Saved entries
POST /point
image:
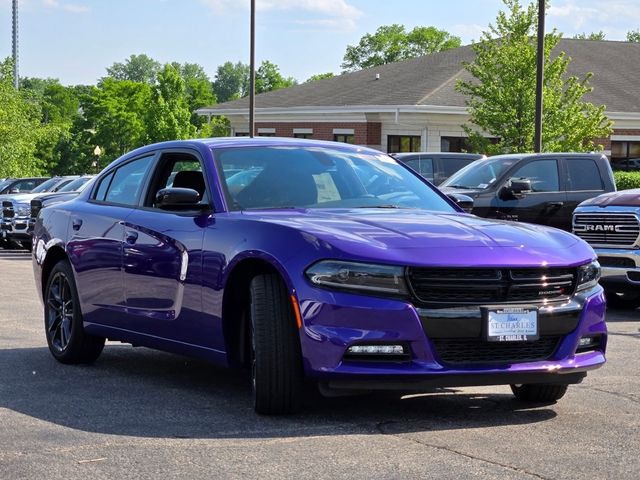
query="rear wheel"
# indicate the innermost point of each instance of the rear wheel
(276, 361)
(63, 323)
(542, 392)
(626, 300)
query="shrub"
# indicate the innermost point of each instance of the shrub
(627, 180)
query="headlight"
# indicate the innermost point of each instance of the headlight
(363, 277)
(588, 275)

**Task to complete**. For the word "query", go through the records and show each line that carries it.

**Answer to this problem**.
query="rear wheel"
query="shrub"
query="headlight"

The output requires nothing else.